本発明は、過給式ディーゼルエンジンに関し、詳しくは、加速をスムーズに行うことができる過給式ディーゼルエンジンに関するものである。
従来の過給式ディーゼルエンジンとして、本発明と同様、燃料噴射ポンプの燃料調量ラックをガバナレバーに連動連結し、このガバナレバーをガバナスプリングを介して調速レバーに連動連結するとともに、ガバナ力発生手段に連携させ、ガバナスプリング力とガバナ力との不釣合い力でガバナレバーを揺動させ、このガバナレバーで燃料調量ラックの調量位置を制御し、ブーストコンペンセータを設け、過給のブースト圧とブーストスプリングとの不釣合い力でブーストレバーを揺動させ、このブーストレバーで燃料調量ラックの燃料増量を制限するようにしたものがある。
しかし、従来の過給式ディーゼルエンジンは、ガバナレバーをブーストレバーで受け止める構造になっているため、問題がある。
上記従来技術では、次の問題がある。
《問題》 加速がスムーズに行われない場合がある。
ガバナレバーをブーストレバーで受け止める構造になっているため、低回転領域で調速レバーを加速操作すると、加速がスムーズに行われない場合がある。
その理由は、次のように推定される。すなわち、ガバナスプリングとカバナ力との不釣合い力で揺動するガバナレバーをブーストレバーで受け止めるため、ブーストスプリングのバネ圧をこれに見合う強いものにしておく必要があり、低回転領域で調速レバーを加速操作した場合には、ブースト圧が増加しても、燃料制限が緩和されないためと推定される。
本発明は、上記問題点を解決することができる過給式ディーゼルエンジン、すなわち、加速をスムーズに行うことができる過給式ディーゼルエンジンを提供することを課題とする。

課題内容 | 上の原文から、「本発明は、過給式ディーゼルエ」から「を加速操作すると、加速がスムーズに行われない場合がある。」までの部分を、両端の語句も含めて一字一句そのまま書き写しなさい。

データ行 |
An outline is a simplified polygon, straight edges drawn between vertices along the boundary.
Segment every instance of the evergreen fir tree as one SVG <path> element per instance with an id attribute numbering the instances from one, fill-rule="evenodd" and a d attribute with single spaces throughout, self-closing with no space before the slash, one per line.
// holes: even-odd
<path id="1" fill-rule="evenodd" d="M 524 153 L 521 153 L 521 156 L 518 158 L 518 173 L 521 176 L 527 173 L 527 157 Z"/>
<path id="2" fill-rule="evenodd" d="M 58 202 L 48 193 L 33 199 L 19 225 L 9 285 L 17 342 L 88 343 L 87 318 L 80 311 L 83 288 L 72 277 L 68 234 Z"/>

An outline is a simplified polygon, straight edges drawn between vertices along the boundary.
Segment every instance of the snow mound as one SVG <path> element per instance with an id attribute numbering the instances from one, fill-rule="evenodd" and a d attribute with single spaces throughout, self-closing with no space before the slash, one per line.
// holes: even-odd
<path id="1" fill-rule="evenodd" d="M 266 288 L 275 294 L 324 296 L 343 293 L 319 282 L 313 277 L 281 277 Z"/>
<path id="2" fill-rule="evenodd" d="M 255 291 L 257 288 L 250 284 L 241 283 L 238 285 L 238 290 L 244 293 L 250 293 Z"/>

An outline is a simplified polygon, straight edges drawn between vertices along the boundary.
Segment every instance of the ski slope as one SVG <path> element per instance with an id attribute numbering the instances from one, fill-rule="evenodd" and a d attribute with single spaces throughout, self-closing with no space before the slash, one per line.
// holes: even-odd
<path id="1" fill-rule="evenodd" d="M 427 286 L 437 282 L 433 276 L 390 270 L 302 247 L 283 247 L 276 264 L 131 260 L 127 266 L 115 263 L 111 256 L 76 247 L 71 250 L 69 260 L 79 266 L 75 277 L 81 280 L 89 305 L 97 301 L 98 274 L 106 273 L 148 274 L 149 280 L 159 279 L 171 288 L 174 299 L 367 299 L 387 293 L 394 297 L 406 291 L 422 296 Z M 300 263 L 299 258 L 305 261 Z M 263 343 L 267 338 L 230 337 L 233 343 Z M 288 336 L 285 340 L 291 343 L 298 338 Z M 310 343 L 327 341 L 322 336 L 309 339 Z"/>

結果 |
本発明は、過給式ディーゼルエンジンに関し、詳しくは、加速をスムーズに行うことができる過給式ディーゼルエンジンに関するものである。
従来の過給式ディーゼルエンジンとして、本発明と同様、燃料噴射ポンプの燃料調量ラックをガバナレバーに連動連結し、このガバナレバーをガバナスプリングを介して調速レバーに連動連結するとともに、ガバナ力発生手段に連携させ、ガバナスプリング力とガバナ力との不釣合い力でガバナレバーを揺動させ、このガバナレバーで燃料調量ラックの調量位置を制御し、ブーストコンペンセータを設け、過給のブースト圧とブーストスプリングとの不釣合い力でブーストレバーを揺動させ、このブーストレバーで燃料調量ラックの燃料増量を制限するようにしたものがある。
しかし、従来の過給式ディーゼルエンジンは、ガバナレバーをブーストレバーで受け止める構造になっているため、問題がある。
上記従来技術では、次の問題がある。
《問題》 加速がスムーズに行われない場合がある。
ガバナレバーをブーストレバーで受け止める構造になっているため、低回転領域で調速レバーを加速操作すると、加速がスムーズに行われない場合がある。